[Opening DATA SUPPLIED section]

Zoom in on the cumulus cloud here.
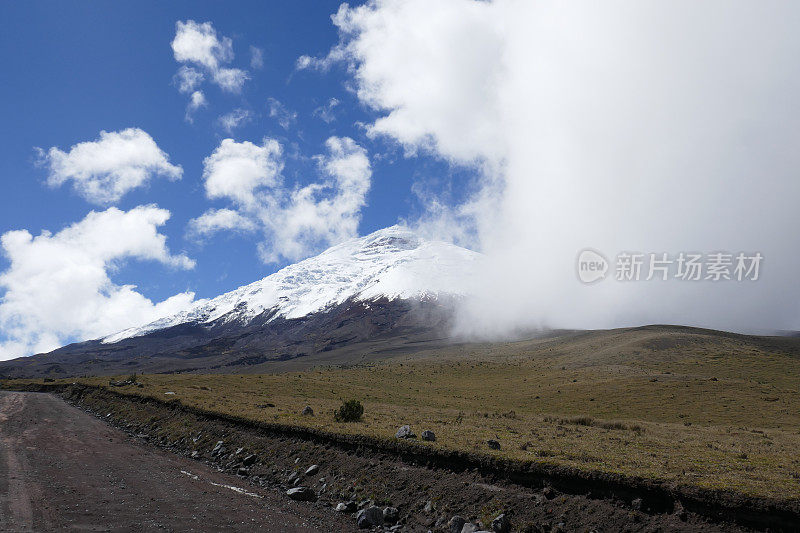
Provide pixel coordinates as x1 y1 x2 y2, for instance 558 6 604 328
218 108 253 133
189 136 371 263
171 20 248 93
202 138 283 207
0 206 196 360
320 0 800 335
187 208 258 240
267 98 297 130
38 128 183 205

[Closing DATA SUPPLIED section]

**YOUR TASK**
Looking at the records above, please output exactly the lines that run from the one holding "Provide pixel coordinates" to the final line, and only those.

**SOLUTION TO THIS TASK**
Provide pixel coordinates as x1 y1 x2 y2, for instance 558 6 604 328
218 108 253 133
189 136 371 263
171 20 248 93
202 138 283 207
0 206 196 360
320 0 800 335
187 208 258 240
267 98 297 130
38 128 183 205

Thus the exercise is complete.